# Assigned task:
Could you give the passage of the market recap below between "The Dow Jones" and "and 4.8%, respectively.", inclusive, but switch "closed mixed" to "ended mixed"?

# Selected extract:

The S&P 500 (-0.01%) finished just a hair below its flat line on Friday. The benchmark index never traded in positive territory but did close at its session high. It also finished the week with a gain of 2.5%.

The Dow Jones Industrial Average (unch), the Nasdaq Composite (-0.2%), and the Russell 2000 (+0.1%) closed mixed, finishing with weekly gains of 2.4%, 3.5%, and 4.8%, respectively.

The S&P 500 sectors also finished mixed with energy (-0.6%), utilities (-0.4%), and materials (-0.4%) weighing on the broader market. Conversely, the consumer staples (+0.3%) and health care (+0.3%) sectors finished atop the standings.

The benchmark index came into the session up 10.4% from its Christmas Eve low, suggesting to many that the broader market had gotten overbought on a short-term basis and was due for a pullback. The S&P 500 was down 0.7% in the early going with weakness presumably being a function of profit-taking as opposed to any news-driven catalyst.

In addition, given the number of earnings warnings already announced this week, and with earnings season set to kick off next week, some took this as another reason to take some profits. Nevertheless, some buying interest throughout the session slowly recouped the broader market’s losses.

General Motors (GM) for its part jumped 7.1% after it increased its adjusted fiscal 2018 and 2019 earnings above consensus. Its strength, however, was not enough to lift the consumer discretionary space (unch).

The lack of a distinctly positive reaction in the market to GM’s upbeat earnings news, in light of the market overcoming prior earnings warnings this week, was reflective of a tired market preferring to take a breather.

U.S. Treasuries closed out the week on a higher note, pushing the 2-yr yield down two basis points to 2.55% and the 10-yr yield down three basis points to 2.70% in the wake of a market-friendly consumer inflation report. The U.S. Dollar Index gained 0.1% to 95.67. WTI crude, meanwhile, snapped its nine-day winning streak, losing 1.9% to $51.68/bbl.

Market Internals – Friday 11 January 2019

Dollar: Weakness Persists

The U.S. Dollar closed lower yet again for the week at $95.66 from $96.20 the previous week.

# Entries supplied:
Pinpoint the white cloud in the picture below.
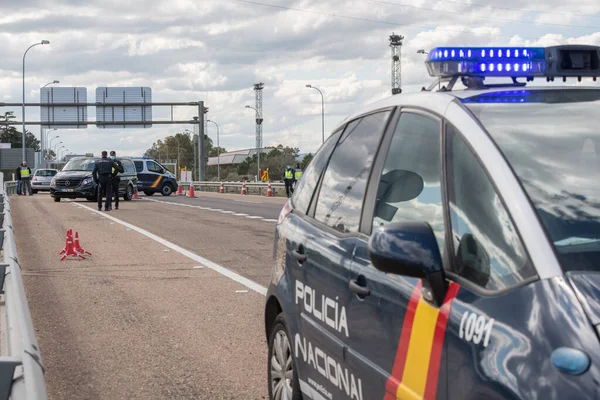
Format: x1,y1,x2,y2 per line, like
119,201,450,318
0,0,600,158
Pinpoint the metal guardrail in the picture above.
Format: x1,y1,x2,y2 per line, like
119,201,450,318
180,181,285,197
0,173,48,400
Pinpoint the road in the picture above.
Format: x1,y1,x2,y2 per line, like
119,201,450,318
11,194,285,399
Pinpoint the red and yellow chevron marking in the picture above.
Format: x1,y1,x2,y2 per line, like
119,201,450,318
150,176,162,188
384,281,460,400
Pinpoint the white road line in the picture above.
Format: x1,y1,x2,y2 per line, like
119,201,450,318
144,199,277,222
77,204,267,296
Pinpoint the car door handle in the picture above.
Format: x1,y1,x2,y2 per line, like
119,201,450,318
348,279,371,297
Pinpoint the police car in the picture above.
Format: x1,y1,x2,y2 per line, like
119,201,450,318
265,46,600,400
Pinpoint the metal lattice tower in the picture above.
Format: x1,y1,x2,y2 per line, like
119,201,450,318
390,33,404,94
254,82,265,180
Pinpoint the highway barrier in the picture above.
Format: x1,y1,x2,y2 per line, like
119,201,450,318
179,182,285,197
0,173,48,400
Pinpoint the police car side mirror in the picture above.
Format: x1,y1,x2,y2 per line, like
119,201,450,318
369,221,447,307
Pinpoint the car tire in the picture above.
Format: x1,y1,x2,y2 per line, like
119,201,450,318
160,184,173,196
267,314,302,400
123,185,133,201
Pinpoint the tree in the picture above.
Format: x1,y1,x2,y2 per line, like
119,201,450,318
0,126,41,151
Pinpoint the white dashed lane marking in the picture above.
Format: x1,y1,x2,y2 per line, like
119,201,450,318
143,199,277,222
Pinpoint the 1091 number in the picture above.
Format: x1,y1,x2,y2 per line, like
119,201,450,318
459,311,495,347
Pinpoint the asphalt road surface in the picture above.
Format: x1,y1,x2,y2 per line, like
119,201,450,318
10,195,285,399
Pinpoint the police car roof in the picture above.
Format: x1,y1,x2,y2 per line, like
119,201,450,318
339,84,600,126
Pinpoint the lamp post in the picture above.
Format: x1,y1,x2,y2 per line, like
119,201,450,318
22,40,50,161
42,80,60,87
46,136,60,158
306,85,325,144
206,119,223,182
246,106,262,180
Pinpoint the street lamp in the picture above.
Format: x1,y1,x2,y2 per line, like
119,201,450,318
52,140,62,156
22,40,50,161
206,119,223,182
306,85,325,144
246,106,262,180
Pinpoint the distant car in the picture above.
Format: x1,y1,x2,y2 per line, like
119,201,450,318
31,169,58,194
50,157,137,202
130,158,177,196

--

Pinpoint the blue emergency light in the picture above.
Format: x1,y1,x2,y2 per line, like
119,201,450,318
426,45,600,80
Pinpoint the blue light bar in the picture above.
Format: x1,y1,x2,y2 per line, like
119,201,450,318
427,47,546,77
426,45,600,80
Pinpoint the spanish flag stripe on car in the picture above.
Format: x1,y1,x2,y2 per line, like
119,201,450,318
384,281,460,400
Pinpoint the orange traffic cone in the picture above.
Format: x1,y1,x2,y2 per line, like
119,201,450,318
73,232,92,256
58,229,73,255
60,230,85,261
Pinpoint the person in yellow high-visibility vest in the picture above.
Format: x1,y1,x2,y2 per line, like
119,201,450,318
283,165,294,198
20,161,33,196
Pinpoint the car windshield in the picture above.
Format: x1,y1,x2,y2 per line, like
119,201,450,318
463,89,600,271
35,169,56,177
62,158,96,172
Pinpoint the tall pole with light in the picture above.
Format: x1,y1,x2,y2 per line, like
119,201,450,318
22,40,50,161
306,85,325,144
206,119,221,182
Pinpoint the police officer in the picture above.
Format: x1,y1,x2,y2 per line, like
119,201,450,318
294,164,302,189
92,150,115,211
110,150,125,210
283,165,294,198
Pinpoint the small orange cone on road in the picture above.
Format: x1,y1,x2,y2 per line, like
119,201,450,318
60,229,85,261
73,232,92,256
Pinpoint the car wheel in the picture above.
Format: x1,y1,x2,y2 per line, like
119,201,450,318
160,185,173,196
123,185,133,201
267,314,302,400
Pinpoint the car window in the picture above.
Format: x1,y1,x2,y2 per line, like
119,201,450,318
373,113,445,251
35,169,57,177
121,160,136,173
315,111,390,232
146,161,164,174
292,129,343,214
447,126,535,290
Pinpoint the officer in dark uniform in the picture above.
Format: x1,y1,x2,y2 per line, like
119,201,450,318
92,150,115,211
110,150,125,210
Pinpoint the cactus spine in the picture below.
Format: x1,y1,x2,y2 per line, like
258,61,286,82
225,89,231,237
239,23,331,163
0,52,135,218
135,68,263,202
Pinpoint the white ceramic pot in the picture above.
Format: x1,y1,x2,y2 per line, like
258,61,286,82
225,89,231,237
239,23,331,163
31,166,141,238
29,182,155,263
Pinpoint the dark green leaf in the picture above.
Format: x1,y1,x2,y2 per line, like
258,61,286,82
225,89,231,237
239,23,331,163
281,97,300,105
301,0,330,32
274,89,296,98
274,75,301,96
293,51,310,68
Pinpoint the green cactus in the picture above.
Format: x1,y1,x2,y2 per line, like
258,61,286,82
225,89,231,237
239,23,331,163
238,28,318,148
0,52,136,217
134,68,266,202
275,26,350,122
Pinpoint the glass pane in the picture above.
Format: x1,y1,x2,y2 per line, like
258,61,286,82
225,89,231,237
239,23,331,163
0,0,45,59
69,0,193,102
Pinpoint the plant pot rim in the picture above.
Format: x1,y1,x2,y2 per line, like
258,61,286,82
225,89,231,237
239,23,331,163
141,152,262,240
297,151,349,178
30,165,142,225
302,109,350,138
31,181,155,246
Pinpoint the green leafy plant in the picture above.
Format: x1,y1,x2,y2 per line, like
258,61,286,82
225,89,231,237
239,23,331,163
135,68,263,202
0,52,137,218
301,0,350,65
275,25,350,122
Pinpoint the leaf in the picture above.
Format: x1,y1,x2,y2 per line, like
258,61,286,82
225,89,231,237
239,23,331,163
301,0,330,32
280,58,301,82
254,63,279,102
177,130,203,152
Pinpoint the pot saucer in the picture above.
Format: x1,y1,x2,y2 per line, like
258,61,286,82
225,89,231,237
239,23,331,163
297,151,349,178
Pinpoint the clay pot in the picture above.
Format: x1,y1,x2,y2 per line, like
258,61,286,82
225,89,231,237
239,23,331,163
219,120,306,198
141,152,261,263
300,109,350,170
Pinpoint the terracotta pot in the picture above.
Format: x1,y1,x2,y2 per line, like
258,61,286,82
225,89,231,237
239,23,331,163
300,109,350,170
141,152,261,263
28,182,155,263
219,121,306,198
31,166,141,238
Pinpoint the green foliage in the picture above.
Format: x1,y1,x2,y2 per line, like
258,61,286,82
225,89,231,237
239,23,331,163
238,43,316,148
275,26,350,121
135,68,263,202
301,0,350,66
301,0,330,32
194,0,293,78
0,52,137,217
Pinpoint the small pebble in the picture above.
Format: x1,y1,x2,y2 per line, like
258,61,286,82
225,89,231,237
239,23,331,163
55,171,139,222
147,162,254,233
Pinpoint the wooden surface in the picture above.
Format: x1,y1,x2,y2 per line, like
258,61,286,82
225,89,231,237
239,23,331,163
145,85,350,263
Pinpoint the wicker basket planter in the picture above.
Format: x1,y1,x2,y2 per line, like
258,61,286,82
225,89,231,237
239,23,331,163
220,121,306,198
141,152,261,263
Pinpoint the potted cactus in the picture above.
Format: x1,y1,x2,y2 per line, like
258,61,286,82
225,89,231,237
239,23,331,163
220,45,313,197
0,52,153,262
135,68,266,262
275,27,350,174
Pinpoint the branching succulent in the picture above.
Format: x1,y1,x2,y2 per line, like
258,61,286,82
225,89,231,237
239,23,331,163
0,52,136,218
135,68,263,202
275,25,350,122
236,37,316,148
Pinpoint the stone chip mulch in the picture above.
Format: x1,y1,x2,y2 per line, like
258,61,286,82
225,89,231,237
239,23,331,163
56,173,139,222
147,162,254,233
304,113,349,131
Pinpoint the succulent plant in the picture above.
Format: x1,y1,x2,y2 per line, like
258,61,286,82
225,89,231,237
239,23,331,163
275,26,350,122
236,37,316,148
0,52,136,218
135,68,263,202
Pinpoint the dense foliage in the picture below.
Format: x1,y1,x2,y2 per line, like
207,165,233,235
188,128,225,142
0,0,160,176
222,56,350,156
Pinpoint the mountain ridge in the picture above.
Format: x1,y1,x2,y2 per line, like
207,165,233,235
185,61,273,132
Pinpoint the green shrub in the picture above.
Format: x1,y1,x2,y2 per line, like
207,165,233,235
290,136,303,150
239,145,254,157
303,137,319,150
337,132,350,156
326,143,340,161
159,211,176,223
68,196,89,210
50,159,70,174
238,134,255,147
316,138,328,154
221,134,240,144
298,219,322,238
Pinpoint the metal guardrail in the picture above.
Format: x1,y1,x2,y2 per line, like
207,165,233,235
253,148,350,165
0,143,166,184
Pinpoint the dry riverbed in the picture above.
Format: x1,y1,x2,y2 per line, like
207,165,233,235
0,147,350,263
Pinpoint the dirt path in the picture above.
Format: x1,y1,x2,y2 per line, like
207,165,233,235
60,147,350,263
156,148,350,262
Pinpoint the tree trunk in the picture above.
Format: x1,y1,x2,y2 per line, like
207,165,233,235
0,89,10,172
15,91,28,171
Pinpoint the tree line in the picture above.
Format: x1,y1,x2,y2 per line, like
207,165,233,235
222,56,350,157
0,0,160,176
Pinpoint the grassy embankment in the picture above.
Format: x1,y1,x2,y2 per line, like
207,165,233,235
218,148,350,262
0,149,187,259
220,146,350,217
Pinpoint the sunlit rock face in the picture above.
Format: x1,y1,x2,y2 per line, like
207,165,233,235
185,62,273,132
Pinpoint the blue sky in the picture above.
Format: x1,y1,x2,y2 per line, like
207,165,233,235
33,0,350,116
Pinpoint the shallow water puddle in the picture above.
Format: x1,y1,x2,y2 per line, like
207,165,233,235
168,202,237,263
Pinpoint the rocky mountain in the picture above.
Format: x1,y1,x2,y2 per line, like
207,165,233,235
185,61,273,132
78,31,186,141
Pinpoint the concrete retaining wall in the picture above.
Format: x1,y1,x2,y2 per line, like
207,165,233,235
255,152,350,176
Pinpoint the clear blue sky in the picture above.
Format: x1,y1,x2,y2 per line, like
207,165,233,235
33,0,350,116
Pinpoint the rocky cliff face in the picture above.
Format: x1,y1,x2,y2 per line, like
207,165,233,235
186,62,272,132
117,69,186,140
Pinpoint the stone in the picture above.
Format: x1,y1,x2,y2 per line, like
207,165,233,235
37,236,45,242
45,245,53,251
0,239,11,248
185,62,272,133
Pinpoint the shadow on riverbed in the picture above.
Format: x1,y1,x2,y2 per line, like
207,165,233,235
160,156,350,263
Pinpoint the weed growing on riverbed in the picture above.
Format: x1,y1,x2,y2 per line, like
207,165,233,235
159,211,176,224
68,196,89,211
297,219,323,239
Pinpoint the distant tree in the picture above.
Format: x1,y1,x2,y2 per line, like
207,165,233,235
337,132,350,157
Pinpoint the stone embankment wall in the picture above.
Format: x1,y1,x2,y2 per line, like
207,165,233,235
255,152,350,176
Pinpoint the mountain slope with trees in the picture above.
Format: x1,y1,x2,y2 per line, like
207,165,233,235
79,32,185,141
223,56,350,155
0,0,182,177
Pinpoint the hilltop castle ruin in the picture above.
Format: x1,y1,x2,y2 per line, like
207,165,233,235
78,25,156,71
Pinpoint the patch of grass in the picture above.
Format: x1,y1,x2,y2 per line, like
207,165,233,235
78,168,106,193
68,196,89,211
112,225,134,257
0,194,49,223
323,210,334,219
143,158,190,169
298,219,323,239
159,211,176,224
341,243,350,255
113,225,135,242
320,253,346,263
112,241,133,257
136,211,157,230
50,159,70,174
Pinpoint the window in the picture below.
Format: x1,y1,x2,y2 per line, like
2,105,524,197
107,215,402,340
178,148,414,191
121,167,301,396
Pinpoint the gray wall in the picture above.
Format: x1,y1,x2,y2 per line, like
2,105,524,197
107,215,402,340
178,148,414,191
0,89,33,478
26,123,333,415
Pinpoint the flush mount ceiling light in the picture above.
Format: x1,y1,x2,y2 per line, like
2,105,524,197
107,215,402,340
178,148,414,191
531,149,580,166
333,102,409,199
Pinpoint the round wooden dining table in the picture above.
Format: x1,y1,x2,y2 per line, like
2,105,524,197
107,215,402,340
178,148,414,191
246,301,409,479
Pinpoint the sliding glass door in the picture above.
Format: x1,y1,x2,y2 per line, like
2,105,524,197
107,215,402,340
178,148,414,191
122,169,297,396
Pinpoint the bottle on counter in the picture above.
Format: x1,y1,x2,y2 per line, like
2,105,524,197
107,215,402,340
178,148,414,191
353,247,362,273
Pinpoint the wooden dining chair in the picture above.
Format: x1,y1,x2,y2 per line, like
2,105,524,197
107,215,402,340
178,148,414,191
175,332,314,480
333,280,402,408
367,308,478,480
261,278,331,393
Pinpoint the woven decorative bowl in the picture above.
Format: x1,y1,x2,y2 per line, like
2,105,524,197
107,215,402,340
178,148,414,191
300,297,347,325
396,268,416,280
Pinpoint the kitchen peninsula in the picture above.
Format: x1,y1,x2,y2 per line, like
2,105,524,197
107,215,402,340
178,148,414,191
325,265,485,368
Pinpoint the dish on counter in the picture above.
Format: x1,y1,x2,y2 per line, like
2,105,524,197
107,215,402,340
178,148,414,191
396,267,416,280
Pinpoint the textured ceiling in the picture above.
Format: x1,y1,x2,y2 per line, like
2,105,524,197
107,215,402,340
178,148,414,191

# Exercise result:
The Dow Jones Industrial Average (unch), the Nasdaq Composite (-0.2%), and the Russell 2000 (+0.1%) ended mixed, finishing with weekly gains of 2.4%, 3.5%, and 4.8%, respectively.